___ AANGELEVERDE TEKST
Voorzitter op vrijdag: "Inzetten op educatieve communicatie, digitalisering en alternatieve geschillenoplossing, daarin valt nog bijzonder veel te winnen"
Deontologie-advies Advies 161
Deskundige door gerecht aangesteld - cliënt bij advocaat één der partijen in ander dossier - oordeel over wraking van experten is taak van de rechtbank - wrakingsmotieven - regels van de kiesheid - bevel zich te deporteren uit de zaak - terzake niet aangewezen
Dominique Dombret
Merve Köse
1. De vraag is of Mr A. moet verplicht worden zich uit het dossier terug te trekken.
2. De feiten zijn - ondanks de uitgebreidheid van de standpuntnames - eenvoudig.
Mr A. stelt als deskundige voor een geneesheer die zelf bij hem in een andere zaak cliënt is, en de rechtbank benoemt deze cliënt als deskundige.
Ten onrechte wordt gezegd dat zijn tegenstrever Mr B. zeer goed wist dat deze dokter cliënt was bij Mr A. en dat deze laatste namens deze deskundige een procedure voerde.
______
Schrijf het deontologie-advies over Mr A. en de deskundige die ook zijn cliënt is verder, te beginnen na de laatste zin.
___ RUWE GEGEVENS
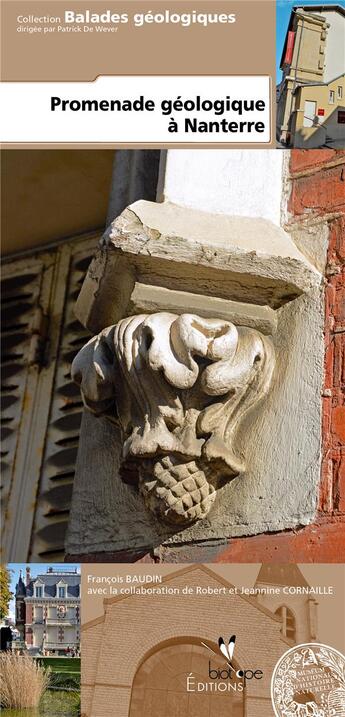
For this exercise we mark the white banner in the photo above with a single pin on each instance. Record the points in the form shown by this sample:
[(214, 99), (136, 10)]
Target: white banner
[(153, 110)]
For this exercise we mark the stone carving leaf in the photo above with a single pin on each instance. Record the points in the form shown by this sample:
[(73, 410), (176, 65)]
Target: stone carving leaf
[(179, 387)]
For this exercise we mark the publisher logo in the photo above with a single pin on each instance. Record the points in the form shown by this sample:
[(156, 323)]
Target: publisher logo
[(309, 681), (226, 678), (227, 649)]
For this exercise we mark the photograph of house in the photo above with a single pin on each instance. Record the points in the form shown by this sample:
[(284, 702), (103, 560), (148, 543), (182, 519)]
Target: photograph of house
[(47, 611), (311, 92)]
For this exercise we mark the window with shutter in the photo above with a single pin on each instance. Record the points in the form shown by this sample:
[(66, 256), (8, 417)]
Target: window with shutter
[(41, 407)]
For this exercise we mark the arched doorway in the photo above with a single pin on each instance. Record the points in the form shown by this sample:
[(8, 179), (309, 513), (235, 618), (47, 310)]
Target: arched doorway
[(160, 684)]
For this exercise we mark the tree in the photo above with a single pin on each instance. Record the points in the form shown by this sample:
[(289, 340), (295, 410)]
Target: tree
[(5, 592)]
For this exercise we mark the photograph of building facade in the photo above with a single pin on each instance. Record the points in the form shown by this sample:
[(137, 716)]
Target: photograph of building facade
[(142, 665), (47, 611), (199, 245), (310, 96)]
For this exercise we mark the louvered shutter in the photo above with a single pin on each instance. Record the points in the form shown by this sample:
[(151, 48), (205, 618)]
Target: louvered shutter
______
__UITKOMST__.
Uit de brief van Mr A. van 26 oktober 2001 aan zijn stafhouder, pag. 3/9, blijkt : "Wanneer Mr B. stelt dat ik hem er niet van verwittigd heb dat ik het dossier tegen X. en anderen voor dr. Y. behandel, is dat correct".
Wanneer hij verder in deze brief schrijft dat Mr B. geen bezwaar had tegen zijn optreden in deze zaak, "hij wist immers van voor haar aanstelling dat ik dr. Y. ken", slaat dit geenszins op het gegeven dat hij raadsman was van dr. Y. in een andere zaak.
Enkel poogt Mr A. de zaak uit te balanceren tegen wat hij "de lofzang" noemt van prof. Z. op zijn collega Q., welke tot dezes aanstelling als expert leidde in de zaak. Dat heeft vanzelfsprekend geen enkele betekenis.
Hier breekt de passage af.